### Passage provided
- Born: July 3, 1963 Columbia, South Carolina, United States
- Died: January 26, 2019 (aged 55) Columbia, South Carolina
- Resting place: St. John's Congaree Episcopal Church, Richland County, South Carolina
- Parent(s): Weston Adams (diplomat) and Dr. Elizabeth Nelson Adams
- Relatives: Robert Adams II (great-great grandfather) Joel Adams (4th great grandfather) Julian Adams II (brother) Patrick Henry Nelson III (grandfather) Patrick Henry Nelson II (great-great grandfather) Patrick Henry Nelson (3rd great grandfather) James Emerson Smith Jr. (first cousin)

= Robert Adams VI =

American political consultant and strategist (1963–2019)

Robert Adams VI (July 3, 1963 - January 26, 2019) was a lobbyist, political campaign manager and strategist, and political candidate from Columbia, South Carolina. He was born in Columbia, South Carolina to Ambassador Weston Adams (diplomat) and Dr. Elizabeth Nelson Adams. He was a descendant of Joel Adams and of Robert Adams II.

==Education==
He was educated at the Hammond School and Clemson University.

### Work order 1
According to the Robert Adams VI biography, which schools did he attend?
### Work order 2
Rewrite the Robert Adams VI biography from "American political consultant" up to and including "Robert Adams II.", changing "strategist" to "advisor".
### Work order 3
Write the next part of the Robert Adams VI biography, picking up after its final sentence.

### Stored items
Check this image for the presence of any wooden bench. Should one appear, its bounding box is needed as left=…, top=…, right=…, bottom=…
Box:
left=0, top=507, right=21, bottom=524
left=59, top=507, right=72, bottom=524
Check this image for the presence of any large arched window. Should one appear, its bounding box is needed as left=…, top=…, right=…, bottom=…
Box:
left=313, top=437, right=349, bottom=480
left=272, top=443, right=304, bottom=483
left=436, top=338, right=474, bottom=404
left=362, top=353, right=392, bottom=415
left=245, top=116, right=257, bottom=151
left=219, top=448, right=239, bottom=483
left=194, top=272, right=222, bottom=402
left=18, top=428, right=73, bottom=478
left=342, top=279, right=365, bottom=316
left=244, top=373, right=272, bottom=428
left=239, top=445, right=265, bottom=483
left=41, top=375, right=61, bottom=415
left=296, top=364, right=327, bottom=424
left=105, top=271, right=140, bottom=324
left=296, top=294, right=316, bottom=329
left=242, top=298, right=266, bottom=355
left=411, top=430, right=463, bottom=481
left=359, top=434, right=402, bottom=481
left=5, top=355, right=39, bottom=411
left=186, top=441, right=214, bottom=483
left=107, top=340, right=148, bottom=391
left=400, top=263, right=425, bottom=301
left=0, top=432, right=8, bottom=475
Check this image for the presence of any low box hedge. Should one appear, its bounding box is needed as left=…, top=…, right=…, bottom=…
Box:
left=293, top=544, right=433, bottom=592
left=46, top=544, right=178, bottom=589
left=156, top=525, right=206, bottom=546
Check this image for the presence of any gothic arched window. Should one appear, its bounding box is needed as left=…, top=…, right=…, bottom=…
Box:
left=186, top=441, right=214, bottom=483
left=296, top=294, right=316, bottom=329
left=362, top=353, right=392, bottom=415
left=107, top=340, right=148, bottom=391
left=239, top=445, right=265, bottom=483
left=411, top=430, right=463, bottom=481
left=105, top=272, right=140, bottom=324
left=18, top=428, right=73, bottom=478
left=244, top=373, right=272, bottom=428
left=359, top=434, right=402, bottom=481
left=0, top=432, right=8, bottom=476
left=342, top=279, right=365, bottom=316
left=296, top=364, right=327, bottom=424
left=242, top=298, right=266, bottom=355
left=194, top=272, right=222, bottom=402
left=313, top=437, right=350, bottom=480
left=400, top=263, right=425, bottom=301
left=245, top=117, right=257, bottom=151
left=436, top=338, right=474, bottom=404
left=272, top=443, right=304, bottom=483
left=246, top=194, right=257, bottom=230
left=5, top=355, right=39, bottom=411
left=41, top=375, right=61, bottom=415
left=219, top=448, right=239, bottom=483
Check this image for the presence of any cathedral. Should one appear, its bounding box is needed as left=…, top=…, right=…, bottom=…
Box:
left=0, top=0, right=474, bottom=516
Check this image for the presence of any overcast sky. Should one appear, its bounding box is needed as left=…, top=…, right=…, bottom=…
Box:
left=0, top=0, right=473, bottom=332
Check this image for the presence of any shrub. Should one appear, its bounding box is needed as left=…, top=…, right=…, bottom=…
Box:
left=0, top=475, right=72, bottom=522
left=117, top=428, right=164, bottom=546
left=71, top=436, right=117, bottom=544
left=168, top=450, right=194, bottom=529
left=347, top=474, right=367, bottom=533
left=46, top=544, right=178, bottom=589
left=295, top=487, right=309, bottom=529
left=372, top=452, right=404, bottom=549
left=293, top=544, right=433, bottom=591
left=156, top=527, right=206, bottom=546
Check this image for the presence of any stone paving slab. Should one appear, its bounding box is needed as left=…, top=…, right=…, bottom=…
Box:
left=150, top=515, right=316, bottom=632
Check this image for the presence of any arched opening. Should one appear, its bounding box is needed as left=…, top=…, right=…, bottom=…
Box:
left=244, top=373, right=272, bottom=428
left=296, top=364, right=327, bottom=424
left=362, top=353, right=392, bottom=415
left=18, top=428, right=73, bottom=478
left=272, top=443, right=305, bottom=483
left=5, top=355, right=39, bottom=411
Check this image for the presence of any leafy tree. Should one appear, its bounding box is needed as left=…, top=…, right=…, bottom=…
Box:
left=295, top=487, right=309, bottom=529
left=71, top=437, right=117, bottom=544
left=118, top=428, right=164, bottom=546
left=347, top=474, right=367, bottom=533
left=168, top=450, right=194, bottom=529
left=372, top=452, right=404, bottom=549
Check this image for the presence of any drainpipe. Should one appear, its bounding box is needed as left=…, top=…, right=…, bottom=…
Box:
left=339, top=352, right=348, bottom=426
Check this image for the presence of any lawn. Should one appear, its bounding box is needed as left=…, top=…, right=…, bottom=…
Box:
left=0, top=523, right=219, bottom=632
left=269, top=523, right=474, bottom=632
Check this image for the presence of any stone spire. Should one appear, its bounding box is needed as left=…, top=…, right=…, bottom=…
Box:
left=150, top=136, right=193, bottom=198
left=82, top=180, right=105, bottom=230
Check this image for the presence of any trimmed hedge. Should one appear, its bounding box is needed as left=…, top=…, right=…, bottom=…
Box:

### Result 1
He attended the Hammond School and Clemson University.

### Result 2
American political consultant and advisor (1963–2019)

Robert Adams VI (July 3, 1963 - January 26, 2019) was a lobbyist, political campaign manager and advisor, and political candidate from Columbia, South Carolina. He was born in Columbia, South Carolina to Ambassador Weston Adams (diplomat) and Dr. Elizabeth Nelson Adams. He was a descendant of Joel Adams and of Robert Adams II.

### Result 3
==Career==
Adams began his political training working closely with Lee Atwater, another native of Columbia, SC, on the Presidential Campaign for then Vice President George H. W. Bush in 1988. Atwater said of Adams "In each election cycle there is one star, and Robert is that star." Following the election of President Bush, Adams continued to work for Atwater and the Republican National Committee. Adams then went on to be the campaign manager for the 1990 campaign of Senator Strom Thurmond for the United States Senate. Following Thurmond's successful reelection, Adams became the Deputy Political Director for the Republican National Committee.

In 1991, with President George H. W. Bush running for reelection, Adams was brought into the campaign as the executive director in South Carolina. From 1993 to 1994 Adams was the campaign manager for Governor David Beasley of South Carolina. With the election of Beasley, Adams was made director of board and commission appointments for the governor. In 1996, Adams was the Republican nominee for a seat in the South Carolina House of Representatives. From 2001 to 2002, Adams was the campaign manager for then-lieutenant governor Bob Peeler's run for Governor of South Carolina. Adams was also a political advisor to Governor Mark Sanford from 2002 to 2003. Adams continued his work in politics and lobbying for the remainder of his career.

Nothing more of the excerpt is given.